Objective: Can you pull every line of the material below out word for word, leaving the pictures out of your answer?

Raw data:
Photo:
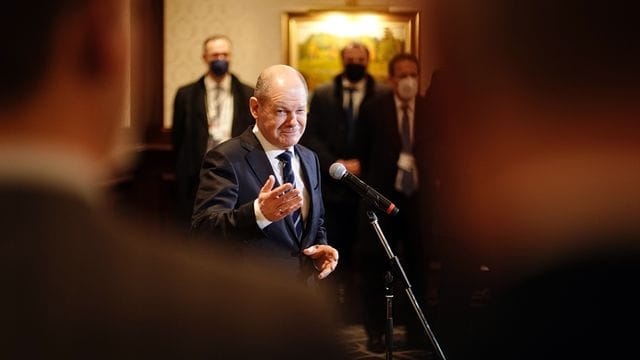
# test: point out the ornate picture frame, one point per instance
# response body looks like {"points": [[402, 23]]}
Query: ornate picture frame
{"points": [[312, 40]]}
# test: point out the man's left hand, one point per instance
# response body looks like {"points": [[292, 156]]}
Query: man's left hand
{"points": [[325, 259]]}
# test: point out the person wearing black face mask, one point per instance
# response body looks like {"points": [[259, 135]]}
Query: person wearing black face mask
{"points": [[206, 113], [330, 132]]}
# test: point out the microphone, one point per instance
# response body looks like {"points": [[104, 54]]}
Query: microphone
{"points": [[369, 194]]}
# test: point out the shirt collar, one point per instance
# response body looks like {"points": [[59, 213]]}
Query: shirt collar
{"points": [[271, 150], [225, 84]]}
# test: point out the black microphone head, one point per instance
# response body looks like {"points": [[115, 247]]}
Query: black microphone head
{"points": [[337, 171]]}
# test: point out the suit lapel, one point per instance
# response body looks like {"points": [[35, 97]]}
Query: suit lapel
{"points": [[201, 105], [261, 168], [307, 162]]}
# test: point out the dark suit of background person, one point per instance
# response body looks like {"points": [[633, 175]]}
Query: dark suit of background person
{"points": [[407, 232], [78, 283], [191, 119], [331, 136], [548, 148], [234, 173]]}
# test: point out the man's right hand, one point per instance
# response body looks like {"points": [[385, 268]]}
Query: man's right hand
{"points": [[277, 203]]}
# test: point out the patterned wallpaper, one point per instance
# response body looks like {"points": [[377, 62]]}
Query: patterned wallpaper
{"points": [[253, 26]]}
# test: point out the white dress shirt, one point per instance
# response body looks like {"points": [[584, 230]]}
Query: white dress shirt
{"points": [[272, 152], [219, 109]]}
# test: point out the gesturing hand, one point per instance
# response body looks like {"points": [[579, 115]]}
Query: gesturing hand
{"points": [[277, 203], [325, 259]]}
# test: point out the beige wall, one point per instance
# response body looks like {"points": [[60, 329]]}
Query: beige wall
{"points": [[255, 29]]}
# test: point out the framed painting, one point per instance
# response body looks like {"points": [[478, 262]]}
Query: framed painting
{"points": [[313, 39]]}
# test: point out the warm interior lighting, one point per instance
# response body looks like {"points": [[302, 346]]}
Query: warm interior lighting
{"points": [[351, 26]]}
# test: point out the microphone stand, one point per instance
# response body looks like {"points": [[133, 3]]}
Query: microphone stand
{"points": [[396, 268]]}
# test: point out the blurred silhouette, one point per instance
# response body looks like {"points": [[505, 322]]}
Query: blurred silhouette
{"points": [[76, 282], [541, 127], [205, 113], [396, 136], [331, 132]]}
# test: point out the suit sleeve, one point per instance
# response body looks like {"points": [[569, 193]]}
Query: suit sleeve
{"points": [[218, 209], [321, 236]]}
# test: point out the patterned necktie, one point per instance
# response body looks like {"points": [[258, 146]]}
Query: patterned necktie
{"points": [[408, 184], [350, 115], [289, 177]]}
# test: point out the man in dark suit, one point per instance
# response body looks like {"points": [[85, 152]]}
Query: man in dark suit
{"points": [[394, 130], [209, 111], [333, 118], [237, 200], [78, 284]]}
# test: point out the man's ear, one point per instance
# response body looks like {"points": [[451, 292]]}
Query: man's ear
{"points": [[254, 106]]}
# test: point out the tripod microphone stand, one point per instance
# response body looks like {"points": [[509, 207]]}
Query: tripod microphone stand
{"points": [[396, 268]]}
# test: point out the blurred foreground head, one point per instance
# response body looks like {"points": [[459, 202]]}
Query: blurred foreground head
{"points": [[62, 75], [540, 111]]}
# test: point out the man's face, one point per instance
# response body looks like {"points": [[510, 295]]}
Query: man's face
{"points": [[218, 49], [282, 117], [355, 55]]}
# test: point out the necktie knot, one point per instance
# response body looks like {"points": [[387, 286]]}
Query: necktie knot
{"points": [[289, 177], [285, 156]]}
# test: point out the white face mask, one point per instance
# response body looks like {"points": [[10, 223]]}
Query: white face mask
{"points": [[407, 88]]}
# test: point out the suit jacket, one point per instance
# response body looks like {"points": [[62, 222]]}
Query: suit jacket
{"points": [[78, 285], [382, 144], [231, 178], [327, 132], [191, 131]]}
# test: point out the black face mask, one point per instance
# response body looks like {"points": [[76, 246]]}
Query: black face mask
{"points": [[355, 72], [219, 67]]}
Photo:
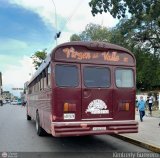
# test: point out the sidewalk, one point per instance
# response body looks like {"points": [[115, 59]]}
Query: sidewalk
{"points": [[149, 133]]}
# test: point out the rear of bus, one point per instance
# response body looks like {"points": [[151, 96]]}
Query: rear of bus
{"points": [[93, 88]]}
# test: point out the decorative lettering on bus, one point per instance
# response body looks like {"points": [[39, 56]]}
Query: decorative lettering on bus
{"points": [[71, 53]]}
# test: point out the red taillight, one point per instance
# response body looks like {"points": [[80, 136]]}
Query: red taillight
{"points": [[68, 107]]}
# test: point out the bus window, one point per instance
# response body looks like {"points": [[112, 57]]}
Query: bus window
{"points": [[124, 78], [96, 77], [66, 75], [45, 79]]}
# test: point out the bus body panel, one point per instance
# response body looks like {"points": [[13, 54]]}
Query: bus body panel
{"points": [[96, 101]]}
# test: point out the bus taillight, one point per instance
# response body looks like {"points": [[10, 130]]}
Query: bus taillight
{"points": [[68, 107]]}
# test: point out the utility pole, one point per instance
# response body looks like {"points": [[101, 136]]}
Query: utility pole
{"points": [[57, 34], [1, 99]]}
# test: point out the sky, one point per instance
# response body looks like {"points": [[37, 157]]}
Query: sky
{"points": [[27, 26]]}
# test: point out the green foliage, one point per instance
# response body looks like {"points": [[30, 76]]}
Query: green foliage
{"points": [[38, 57], [118, 9]]}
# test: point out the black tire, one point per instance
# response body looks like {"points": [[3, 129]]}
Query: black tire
{"points": [[39, 129], [28, 117]]}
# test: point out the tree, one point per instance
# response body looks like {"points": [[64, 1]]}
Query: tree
{"points": [[92, 32], [119, 8], [38, 57]]}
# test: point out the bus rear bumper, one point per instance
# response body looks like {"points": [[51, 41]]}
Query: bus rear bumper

The answer:
Photo:
# test: point out the ornate picture frame, one point per instance
# response body looks like {"points": [[402, 23]]}
Query: ornate picture frame
{"points": [[312, 40]]}
# test: point out the man's left hand, one point per instance
# response body looks like {"points": [[292, 156]]}
Query: man's left hand
{"points": [[325, 259]]}
# test: point out the person wearing black face mask, one point per instance
# response body looks like {"points": [[259, 135]]}
Query: person wearing black face mask
{"points": [[206, 113], [330, 132]]}
# test: point out the microphone, one point per instance
# response body looks like {"points": [[104, 54]]}
Query: microphone
{"points": [[369, 194]]}
# test: point out the shirt collar, one point per instance
# response body looks like {"points": [[59, 213]]}
Query: shirt collar
{"points": [[271, 150], [225, 84]]}
# test: point out the black microphone head, one point per instance
# response body looks like {"points": [[115, 247]]}
Query: black microphone head
{"points": [[337, 171]]}
# test: point out the suit lapel, one point per instance
# response body looks like {"points": [[35, 97]]}
Query: suit lapel
{"points": [[201, 105], [261, 168], [307, 162]]}
# test: point out the dark suit of background person, one point per instance
# response body looks like {"points": [[633, 175]]}
Query: dark suit of background person
{"points": [[407, 232], [78, 283], [191, 119], [331, 136], [548, 148], [234, 173]]}
# test: point out the man's right hand, one point per instance
# response body looks like {"points": [[385, 268]]}
Query: man's right hand
{"points": [[277, 203]]}
# test: point out the patterned wallpaper, one point per instance
# response body looks like {"points": [[377, 62]]}
Query: patterned wallpaper
{"points": [[253, 26]]}
# test: point out the white dress shirt, one point per instance
# response body looks like {"points": [[584, 230]]}
Query: white dress shirt
{"points": [[272, 152], [219, 109]]}
# test: point out the gesturing hand, one point per instance
# response body looks like {"points": [[579, 115]]}
Query: gesturing hand
{"points": [[277, 203], [325, 259]]}
# test: point out the beige wall, one point per instance
# response body looks like {"points": [[60, 329]]}
Query: beige wall
{"points": [[255, 29]]}
# test: point out the framed painting, one point per instance
# response body looks like {"points": [[478, 262]]}
Query: framed painting
{"points": [[313, 39]]}
# test: point out the warm interior lighting, one point per instance
# response body looks like {"points": [[302, 346]]}
Query: warm interior lighting
{"points": [[351, 26]]}
# test: point out the microphone stand, one point per instance
# response body looks like {"points": [[133, 3]]}
Query: microphone stand
{"points": [[396, 268]]}
# test: point out the blurred silhouette, one point per instance
# response body looks like {"points": [[505, 322]]}
Query: blurred silhouette
{"points": [[76, 282], [541, 127], [205, 113], [396, 136], [331, 132]]}
# test: point out the suit sleeve, one point per instance
# response body looks like {"points": [[569, 193]]}
Query: suit sleeve
{"points": [[218, 209], [321, 236]]}
# test: point out the patterned necktie, one point per instance
# response body looks like {"points": [[258, 146]]}
Query: patterned necktie
{"points": [[408, 184], [350, 115], [289, 177]]}
# test: point out the man in dark suit, one point per instance
# response body looks like {"points": [[85, 152]]}
Query: man in dark suit
{"points": [[394, 130], [209, 111], [333, 118], [237, 200], [78, 284]]}
# test: point out the man's ear, one point per instance
# response body looks like {"points": [[451, 292]]}
Query: man's ear
{"points": [[254, 106]]}
# test: point out the tripod microphone stand, one point per instance
# response body looks like {"points": [[509, 207]]}
Query: tripod microphone stand
{"points": [[396, 268]]}
# test: point out the blurred foreground head, one point per instance
# response body looks like {"points": [[459, 202]]}
Query: blurred foreground head
{"points": [[62, 75], [540, 111]]}
# test: point out the man's face, one point per instance
# response body looks like {"points": [[510, 295]]}
Query: man's face
{"points": [[218, 49], [282, 117], [355, 55]]}
# test: point out the necktie knot, one point per instance
# response body looks like {"points": [[387, 286]]}
Query: necktie knot
{"points": [[289, 177], [285, 156]]}
# test: point out the white face mask, one point per instance
# response body looks like {"points": [[10, 223]]}
Query: white face mask
{"points": [[407, 88]]}
# test: point out the suit jacket, one point per instance
# response body looks like {"points": [[62, 222]]}
Query: suit jacket
{"points": [[78, 285], [382, 144], [231, 178], [327, 132], [191, 131]]}
# test: point out the black face mask, one point per instance
# response body looks like {"points": [[76, 246]]}
Query: black face mask
{"points": [[355, 72], [219, 67]]}
Photo:
# test: point out the sidewalk, one point per instance
# response body looks like {"points": [[115, 59]]}
Query: sidewalk
{"points": [[149, 133]]}
# test: point out the rear of bus, one point per instance
# response body looks like {"points": [[151, 96]]}
Query: rear of bus
{"points": [[93, 88]]}
# test: point out the decorative lettering on bus, one point per instance
# response body looks like {"points": [[39, 56]]}
Query: decorative lettering on bus
{"points": [[71, 53]]}
# test: point out the red taillight, one point per instance
# response body looks like {"points": [[80, 136]]}
Query: red taillight
{"points": [[68, 107]]}
# test: point out the bus window, one point per instance
# response body looks like {"points": [[112, 57]]}
Query: bus window
{"points": [[124, 78], [96, 77], [66, 75], [45, 79]]}
# test: point out the bus body panel, one point per instance
# response body looks like {"points": [[13, 54]]}
Query: bus body panel
{"points": [[96, 101]]}
# test: point out the bus taillight, one point per instance
# response body looks like {"points": [[10, 130]]}
Query: bus taillight
{"points": [[68, 107]]}
# test: point out the utility pole, one point per instance
# response body looks like {"points": [[101, 136]]}
Query: utility pole
{"points": [[57, 34], [1, 99]]}
# test: point out the sky, one point per instance
# response body looks like {"points": [[37, 157]]}
Query: sky
{"points": [[27, 26]]}
# test: point out the green foliage, one point per instance
# response body looks like {"points": [[30, 76]]}
Query: green foliage
{"points": [[38, 57], [118, 9]]}
# test: point out the black tire, one point per instance
# response body looks like {"points": [[3, 129]]}
Query: black tire
{"points": [[39, 129], [28, 117]]}
# test: point out the tree, one point per instance
# response body looks like {"points": [[64, 1]]}
Query: tree
{"points": [[92, 32], [119, 8], [38, 57]]}
# test: point out the bus rear bumper, one point per instance
# response body looks like {"points": [[51, 41]]}
Query: bus rear bumper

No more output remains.